SHORT PROBLEM 1: Please reproduce the records from the line with "ceiling shown here." up to and including the line with "xmin=78 ymin=0 xmax=559 ymax=101", word for word.
** START PASSAGE **
All experiments were conducted with
We measure overall performance of the different approaches with the average travel time over all 1700 agents. We also did some analysis of average travel times for the different OD which are slightly different due to different numbers and different free flow times on the involved links.
Each experiment was repeated 30 times. Standard deviations between runs are not shown to keep the plots cleaner. We remark that they are of the order of 1% of the mean of average travel times. Within some single runs, we observed high oscillations between episodes. We defer this discussion to Section 4.2.3, where we explicitly look at the individual drivers’ results. To be able to dive deeper into these individual performances, we re-implemented the complete setup presented in [5], now using SeSAm3
for a fully agent-based implementation.
OW network: overall average travel time along episodes in the following cases: drivers do not share information, they share the best information, or they share the worst information. Agents access the published information in every step (unlimited budget).
This section discusses experiments that are related to the dimensions what to share and when to access.
The first question that was addressed refers to whether the agents should share their worst or best experience (see Section 4.2.1). After, we look into different setups regarding sharing the best experience, followed by a closer examination of what happens at the individual level (Section 4.2.3).
Which experience to share?
We start by looking at the effects of sharing in general – comparing different sharing settings with a no-sharing. The latter corresponds to the standard QL approach. In the setting where agents do share experiences, every agent shares either the worst, the best, or a random experience.
** END PASSAGE **
** START RECORDS **
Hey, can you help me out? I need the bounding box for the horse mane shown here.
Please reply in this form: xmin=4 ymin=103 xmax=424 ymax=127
** END RECORDS **
** START RECORDS **
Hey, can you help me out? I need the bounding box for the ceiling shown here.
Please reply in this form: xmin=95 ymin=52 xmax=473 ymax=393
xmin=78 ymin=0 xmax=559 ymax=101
** END RECORDS **
SHORT PROBLEM 2: Write out the full text on drivers sharing travel experiences, unchanged.

FULL RESPONSE 1:
Hey, can you help me out? I need the bounding box for the ceiling shown here.
Please reply in this form: xmin=95 ymin=52 xmax=473 ymax=393
xmin=78 ymin=0 xmax=559 ymax=101

FULL RESPONSE 2:
All experiments were conducted with
We measure overall performance of the different approaches with the average travel time over all 1700 agents. We also did some analysis of average travel times for the different OD which are slightly different due to different numbers and different free flow times on the involved links.
Each experiment was repeated 30 times. Standard deviations between runs are not shown to keep the plots cleaner. We remark that they are of the order of 1% of the mean of average travel times. Within some single runs, we observed high oscillations between episodes. We defer this discussion to Section 4.2.3, where we explicitly look at the individual drivers’ results. To be able to dive deeper into these individual performances, we re-implemented the complete setup presented in [5], now using SeSAm3
for a fully agent-based implementation.
OW network: overall average travel time along episodes in the following cases: drivers do not share information, they share the best information, or they share the worst information. Agents access the published information in every step (unlimited budget).
This section discusses experiments that are related to the dimensions what to share and when to access.
The first question that was addressed refers to whether the agents should share their worst or best experience (see Section 4.2.1). After, we look into different setups regarding sharing the best experience, followed by a closer examination of what happens at the individual level (Section 4.2.3).
Which experience to share?
We start by looking at the effects of sharing in general – comparing different sharing settings with a no-sharing. The latter corresponds to the standard QL approach. In the setting where agents do share experiences, every agent shares either the worst, the best, or a random experience.